# TEXT BLOCK
- Website: https://www.instagram.com/urvashi_offcial?igsh=NGlwMzh0enV2ODEx

= Urvashi Roy =

Indian actress

Urvashi Roy (also known as Urvashi Rai) is an Indian actress who appears in Telugu, Kannada, Hindi and Punjabi films.

== Career ==
Urvashi made her acting debut with the Punjabi song "Payal," produced by the well-known Chandigarh White Hills Music Payal. The song featured Akriti Kakkar and Shivam Grover.

Her debut Kannada film Savithri featured Vijay Raghavendra. It marked a successful start to her career. The movie was well received in Theaters.

# STORED DATA
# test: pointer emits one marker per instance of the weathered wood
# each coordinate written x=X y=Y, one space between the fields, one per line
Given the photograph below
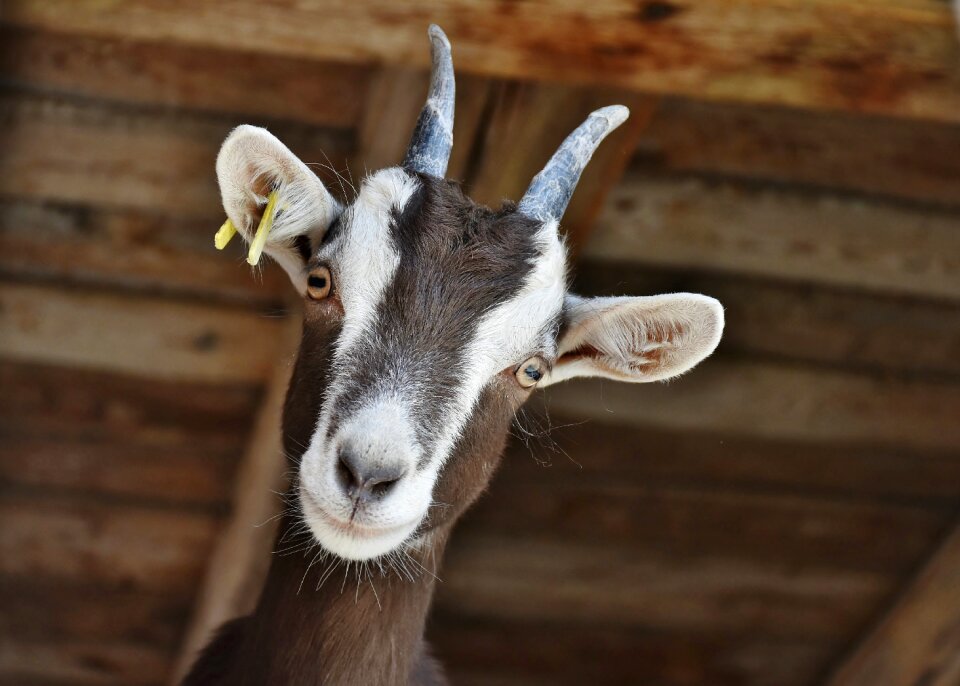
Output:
x=78 y=405
x=531 y=653
x=872 y=155
x=81 y=662
x=172 y=75
x=185 y=476
x=76 y=151
x=527 y=124
x=74 y=540
x=918 y=641
x=799 y=322
x=239 y=562
x=146 y=337
x=778 y=401
x=518 y=578
x=130 y=250
x=44 y=610
x=564 y=449
x=819 y=238
x=689 y=521
x=885 y=58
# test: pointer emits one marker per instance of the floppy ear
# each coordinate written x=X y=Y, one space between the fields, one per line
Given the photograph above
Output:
x=251 y=165
x=636 y=339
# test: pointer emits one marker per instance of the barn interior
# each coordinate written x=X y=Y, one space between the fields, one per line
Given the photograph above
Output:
x=784 y=515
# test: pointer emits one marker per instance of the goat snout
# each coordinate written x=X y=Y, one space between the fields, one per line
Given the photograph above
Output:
x=362 y=480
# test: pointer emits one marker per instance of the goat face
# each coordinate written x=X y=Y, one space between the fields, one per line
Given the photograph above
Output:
x=429 y=320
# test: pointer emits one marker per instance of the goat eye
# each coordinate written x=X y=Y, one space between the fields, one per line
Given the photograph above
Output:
x=319 y=283
x=530 y=372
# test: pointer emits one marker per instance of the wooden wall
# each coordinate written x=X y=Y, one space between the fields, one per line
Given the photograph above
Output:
x=746 y=525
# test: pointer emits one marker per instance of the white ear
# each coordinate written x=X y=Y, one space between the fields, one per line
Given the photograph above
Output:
x=252 y=163
x=636 y=339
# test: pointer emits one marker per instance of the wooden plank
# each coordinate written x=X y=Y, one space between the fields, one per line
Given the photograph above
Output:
x=130 y=250
x=527 y=124
x=86 y=663
x=778 y=401
x=74 y=405
x=564 y=448
x=918 y=641
x=492 y=651
x=41 y=610
x=161 y=161
x=185 y=476
x=689 y=521
x=239 y=563
x=795 y=322
x=135 y=335
x=873 y=155
x=519 y=578
x=772 y=232
x=889 y=57
x=74 y=540
x=171 y=75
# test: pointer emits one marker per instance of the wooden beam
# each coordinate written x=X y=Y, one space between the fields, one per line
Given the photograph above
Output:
x=781 y=401
x=76 y=405
x=521 y=578
x=823 y=238
x=194 y=78
x=918 y=641
x=135 y=335
x=71 y=539
x=855 y=331
x=872 y=155
x=527 y=124
x=130 y=250
x=885 y=57
x=516 y=653
x=239 y=563
x=161 y=161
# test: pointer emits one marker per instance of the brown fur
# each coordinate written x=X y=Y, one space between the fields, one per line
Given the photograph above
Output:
x=345 y=631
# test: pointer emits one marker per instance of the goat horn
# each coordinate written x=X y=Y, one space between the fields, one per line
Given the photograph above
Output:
x=432 y=140
x=550 y=191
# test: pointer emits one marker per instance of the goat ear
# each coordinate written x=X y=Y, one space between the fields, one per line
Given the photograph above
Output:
x=636 y=339
x=252 y=163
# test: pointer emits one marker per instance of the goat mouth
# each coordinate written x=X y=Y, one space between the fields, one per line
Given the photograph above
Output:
x=351 y=528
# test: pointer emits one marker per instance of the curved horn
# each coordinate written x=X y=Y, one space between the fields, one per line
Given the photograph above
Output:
x=432 y=140
x=550 y=190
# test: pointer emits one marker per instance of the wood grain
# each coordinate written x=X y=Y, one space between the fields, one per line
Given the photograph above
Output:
x=234 y=80
x=151 y=338
x=888 y=57
x=74 y=540
x=832 y=151
x=68 y=150
x=781 y=233
x=129 y=250
x=918 y=641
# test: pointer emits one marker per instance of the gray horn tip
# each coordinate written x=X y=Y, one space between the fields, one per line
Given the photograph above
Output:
x=437 y=36
x=614 y=114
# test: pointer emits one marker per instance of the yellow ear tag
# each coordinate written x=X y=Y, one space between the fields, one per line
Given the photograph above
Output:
x=223 y=236
x=266 y=223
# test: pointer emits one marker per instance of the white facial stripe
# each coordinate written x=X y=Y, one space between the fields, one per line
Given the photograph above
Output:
x=366 y=263
x=508 y=334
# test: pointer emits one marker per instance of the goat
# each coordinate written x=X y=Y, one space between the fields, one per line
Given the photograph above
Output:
x=429 y=320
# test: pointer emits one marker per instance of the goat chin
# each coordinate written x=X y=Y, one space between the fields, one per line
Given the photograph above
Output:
x=355 y=543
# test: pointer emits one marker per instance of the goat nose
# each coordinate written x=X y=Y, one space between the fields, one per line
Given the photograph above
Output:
x=362 y=481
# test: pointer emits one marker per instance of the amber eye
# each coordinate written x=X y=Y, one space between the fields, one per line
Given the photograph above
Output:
x=530 y=372
x=318 y=283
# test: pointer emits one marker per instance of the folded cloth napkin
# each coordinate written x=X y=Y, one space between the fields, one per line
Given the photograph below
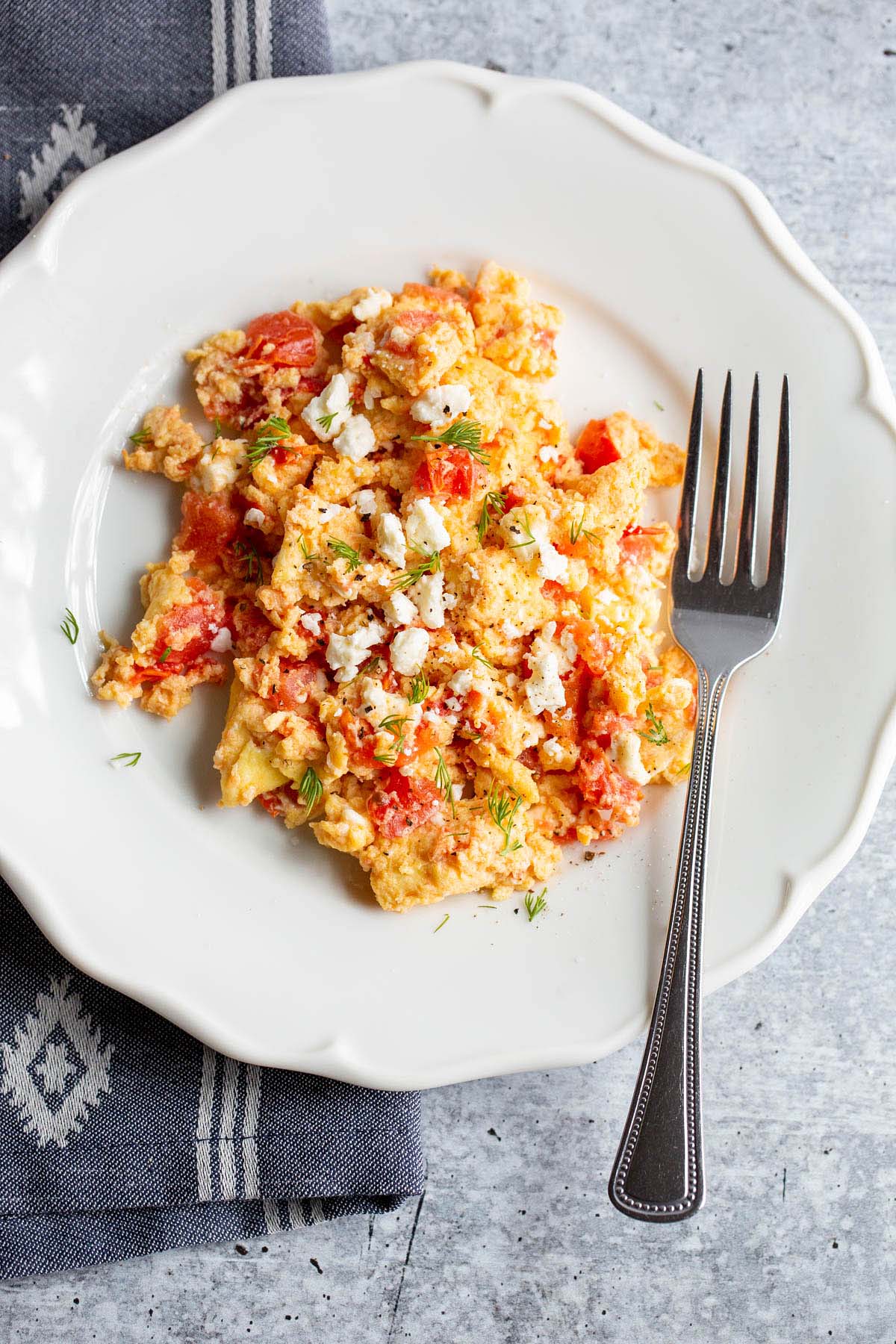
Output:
x=119 y=1133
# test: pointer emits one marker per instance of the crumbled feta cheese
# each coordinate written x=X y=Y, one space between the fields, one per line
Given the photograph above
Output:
x=375 y=302
x=440 y=405
x=425 y=527
x=356 y=440
x=626 y=754
x=390 y=539
x=347 y=652
x=428 y=594
x=366 y=504
x=399 y=336
x=544 y=688
x=334 y=408
x=408 y=650
x=462 y=682
x=217 y=470
x=554 y=749
x=399 y=609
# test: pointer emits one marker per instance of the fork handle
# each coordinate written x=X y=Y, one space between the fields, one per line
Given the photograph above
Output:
x=657 y=1175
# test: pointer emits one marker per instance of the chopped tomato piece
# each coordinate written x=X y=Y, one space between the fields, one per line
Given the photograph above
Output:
x=603 y=786
x=296 y=685
x=595 y=447
x=414 y=290
x=637 y=544
x=593 y=645
x=272 y=803
x=208 y=526
x=450 y=472
x=284 y=339
x=566 y=724
x=411 y=320
x=250 y=628
x=402 y=804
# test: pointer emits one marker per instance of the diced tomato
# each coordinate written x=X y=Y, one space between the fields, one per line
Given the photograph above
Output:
x=603 y=786
x=402 y=804
x=411 y=320
x=250 y=628
x=272 y=803
x=435 y=292
x=637 y=544
x=208 y=526
x=284 y=339
x=567 y=726
x=294 y=685
x=450 y=472
x=595 y=447
x=593 y=645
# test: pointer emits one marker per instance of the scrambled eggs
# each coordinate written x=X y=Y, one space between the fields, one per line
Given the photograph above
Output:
x=442 y=612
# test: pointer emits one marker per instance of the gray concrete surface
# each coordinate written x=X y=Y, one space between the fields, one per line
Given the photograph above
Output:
x=514 y=1239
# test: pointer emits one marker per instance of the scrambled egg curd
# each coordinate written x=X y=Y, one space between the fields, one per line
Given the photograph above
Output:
x=441 y=611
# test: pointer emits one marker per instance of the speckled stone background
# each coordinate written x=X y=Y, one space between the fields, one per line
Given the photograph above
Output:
x=514 y=1239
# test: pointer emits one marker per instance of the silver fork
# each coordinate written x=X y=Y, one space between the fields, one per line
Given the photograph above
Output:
x=657 y=1175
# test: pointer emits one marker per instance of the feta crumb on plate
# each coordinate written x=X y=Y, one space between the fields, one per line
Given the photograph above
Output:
x=408 y=650
x=441 y=405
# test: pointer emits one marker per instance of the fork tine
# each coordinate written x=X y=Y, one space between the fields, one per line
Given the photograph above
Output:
x=719 y=520
x=691 y=482
x=780 y=505
x=747 y=541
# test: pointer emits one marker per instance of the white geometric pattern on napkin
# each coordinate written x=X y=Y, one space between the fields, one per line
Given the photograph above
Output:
x=72 y=148
x=55 y=1070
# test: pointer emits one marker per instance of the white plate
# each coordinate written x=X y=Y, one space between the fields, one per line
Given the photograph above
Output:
x=264 y=944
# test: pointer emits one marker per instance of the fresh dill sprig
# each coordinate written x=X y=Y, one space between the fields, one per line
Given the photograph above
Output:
x=127 y=759
x=367 y=668
x=657 y=732
x=464 y=433
x=70 y=626
x=307 y=554
x=429 y=564
x=267 y=437
x=420 y=688
x=535 y=905
x=311 y=789
x=394 y=725
x=253 y=573
x=492 y=510
x=528 y=539
x=578 y=530
x=444 y=781
x=344 y=551
x=503 y=809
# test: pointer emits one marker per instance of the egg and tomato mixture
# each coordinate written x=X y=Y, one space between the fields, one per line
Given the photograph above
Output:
x=441 y=611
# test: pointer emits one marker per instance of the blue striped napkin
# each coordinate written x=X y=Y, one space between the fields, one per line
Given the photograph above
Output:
x=119 y=1133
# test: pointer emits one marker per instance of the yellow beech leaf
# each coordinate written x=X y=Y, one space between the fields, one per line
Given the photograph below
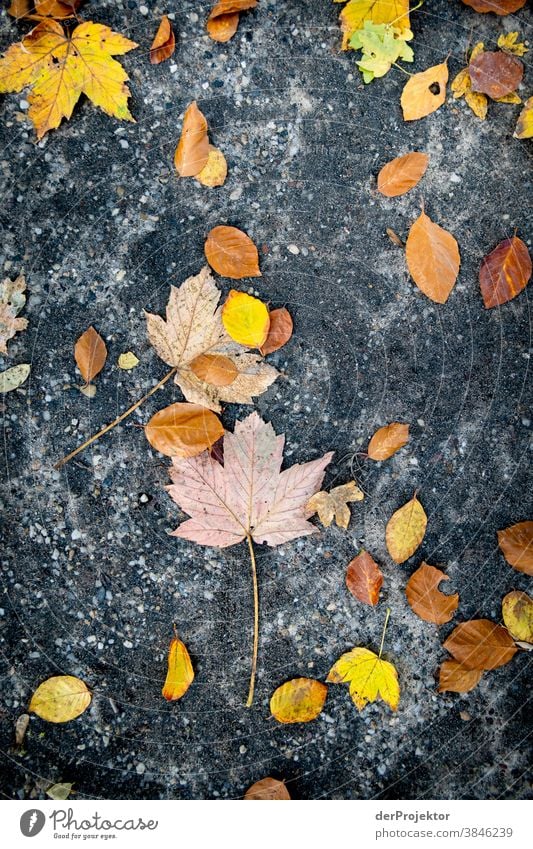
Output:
x=405 y=530
x=60 y=67
x=180 y=673
x=370 y=678
x=60 y=699
x=245 y=319
x=298 y=700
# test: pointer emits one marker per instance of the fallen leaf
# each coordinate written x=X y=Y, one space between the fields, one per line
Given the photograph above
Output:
x=426 y=599
x=90 y=353
x=370 y=678
x=193 y=147
x=128 y=361
x=524 y=126
x=495 y=73
x=480 y=644
x=364 y=578
x=334 y=504
x=215 y=170
x=231 y=253
x=193 y=327
x=59 y=792
x=164 y=43
x=60 y=67
x=183 y=430
x=14 y=377
x=517 y=613
x=456 y=678
x=267 y=788
x=248 y=495
x=402 y=174
x=516 y=543
x=279 y=331
x=505 y=272
x=433 y=258
x=245 y=319
x=60 y=699
x=405 y=530
x=180 y=673
x=424 y=93
x=215 y=369
x=387 y=440
x=298 y=700
x=12 y=300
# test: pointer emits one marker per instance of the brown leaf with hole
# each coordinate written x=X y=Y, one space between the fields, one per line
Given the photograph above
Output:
x=481 y=644
x=183 y=430
x=193 y=147
x=279 y=332
x=364 y=578
x=231 y=253
x=424 y=93
x=269 y=789
x=516 y=543
x=402 y=174
x=164 y=43
x=215 y=369
x=505 y=272
x=495 y=74
x=387 y=440
x=426 y=599
x=456 y=678
x=90 y=353
x=433 y=258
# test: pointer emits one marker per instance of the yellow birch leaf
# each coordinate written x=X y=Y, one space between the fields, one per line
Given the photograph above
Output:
x=370 y=678
x=298 y=700
x=245 y=319
x=60 y=699
x=180 y=673
x=405 y=530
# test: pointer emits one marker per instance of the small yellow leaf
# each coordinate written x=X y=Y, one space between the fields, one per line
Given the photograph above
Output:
x=180 y=673
x=369 y=677
x=60 y=699
x=128 y=361
x=245 y=319
x=298 y=700
x=405 y=530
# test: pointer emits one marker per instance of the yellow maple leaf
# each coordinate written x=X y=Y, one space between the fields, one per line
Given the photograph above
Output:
x=59 y=68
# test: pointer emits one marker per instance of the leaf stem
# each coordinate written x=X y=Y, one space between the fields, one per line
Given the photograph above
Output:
x=116 y=421
x=250 y=698
x=384 y=630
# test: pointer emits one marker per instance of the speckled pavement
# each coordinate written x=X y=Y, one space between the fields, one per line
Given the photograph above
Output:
x=92 y=582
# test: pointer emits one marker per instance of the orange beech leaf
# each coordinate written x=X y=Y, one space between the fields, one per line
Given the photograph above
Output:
x=164 y=43
x=267 y=788
x=402 y=174
x=180 y=673
x=279 y=332
x=364 y=578
x=433 y=258
x=456 y=678
x=183 y=430
x=387 y=440
x=424 y=93
x=192 y=151
x=426 y=599
x=231 y=253
x=481 y=644
x=90 y=353
x=505 y=272
x=516 y=544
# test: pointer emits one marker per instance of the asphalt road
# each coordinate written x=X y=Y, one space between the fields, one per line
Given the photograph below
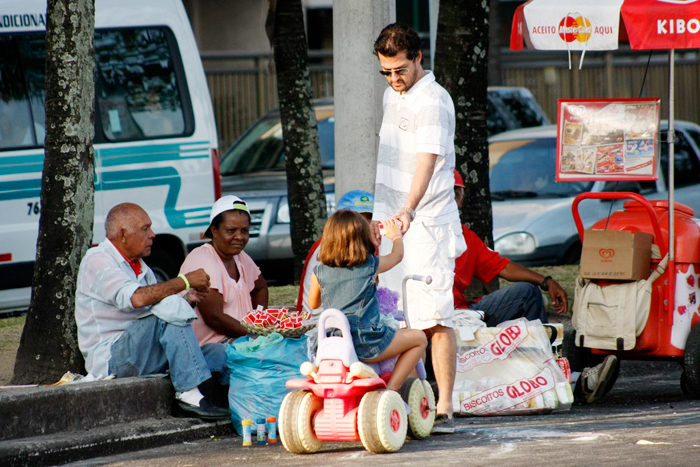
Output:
x=644 y=421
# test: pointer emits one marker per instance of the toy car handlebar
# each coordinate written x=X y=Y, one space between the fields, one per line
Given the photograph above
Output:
x=620 y=195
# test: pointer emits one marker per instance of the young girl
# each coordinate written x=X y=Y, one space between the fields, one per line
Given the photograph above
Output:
x=346 y=280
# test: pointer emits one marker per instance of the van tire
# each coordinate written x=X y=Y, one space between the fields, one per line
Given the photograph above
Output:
x=162 y=264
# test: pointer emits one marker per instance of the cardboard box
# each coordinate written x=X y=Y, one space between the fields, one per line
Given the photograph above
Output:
x=616 y=255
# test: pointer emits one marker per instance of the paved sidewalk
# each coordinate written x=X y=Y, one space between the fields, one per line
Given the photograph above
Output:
x=53 y=425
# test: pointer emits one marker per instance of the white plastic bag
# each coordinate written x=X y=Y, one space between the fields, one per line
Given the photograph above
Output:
x=509 y=370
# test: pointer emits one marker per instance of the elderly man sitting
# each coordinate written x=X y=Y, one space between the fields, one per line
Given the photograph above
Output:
x=129 y=325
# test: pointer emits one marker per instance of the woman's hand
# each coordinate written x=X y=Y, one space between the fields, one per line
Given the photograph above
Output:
x=194 y=296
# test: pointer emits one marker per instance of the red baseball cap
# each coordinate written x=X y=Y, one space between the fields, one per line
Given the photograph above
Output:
x=458 y=179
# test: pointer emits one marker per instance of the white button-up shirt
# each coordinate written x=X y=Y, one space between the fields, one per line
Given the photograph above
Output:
x=103 y=307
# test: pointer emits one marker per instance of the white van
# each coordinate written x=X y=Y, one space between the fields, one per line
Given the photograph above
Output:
x=155 y=134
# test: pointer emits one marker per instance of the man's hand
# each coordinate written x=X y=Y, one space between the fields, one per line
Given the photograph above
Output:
x=152 y=294
x=374 y=230
x=198 y=279
x=557 y=294
x=392 y=228
x=405 y=218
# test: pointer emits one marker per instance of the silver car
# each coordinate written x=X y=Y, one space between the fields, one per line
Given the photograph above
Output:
x=532 y=219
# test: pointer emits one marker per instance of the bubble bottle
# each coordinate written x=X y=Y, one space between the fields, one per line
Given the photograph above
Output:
x=247 y=440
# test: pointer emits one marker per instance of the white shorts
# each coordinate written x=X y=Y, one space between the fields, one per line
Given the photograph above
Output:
x=428 y=250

# EXERCISE
Rewrite the Urvashi Roy profile starting at "Urvashi Roy (also" and ending at "received in Theaters.", switching "Kannada" to "Tamil".

# COMPLETE OUTPUT
Urvashi Roy (also known as Urvashi Rai) is an Indian actress who appears in Telugu, Tamil, Hindi and Punjabi films.

== Career ==
Urvashi made her acting debut with the Punjabi song "Payal," produced by the well-known Chandigarh White Hills Music Payal. The song featured Akriti Kakkar and Shivam Grover.

Her debut Tamil film Savithri featured Vijay Raghavendra. It marked a successful start to her career. The movie was well received in Theaters.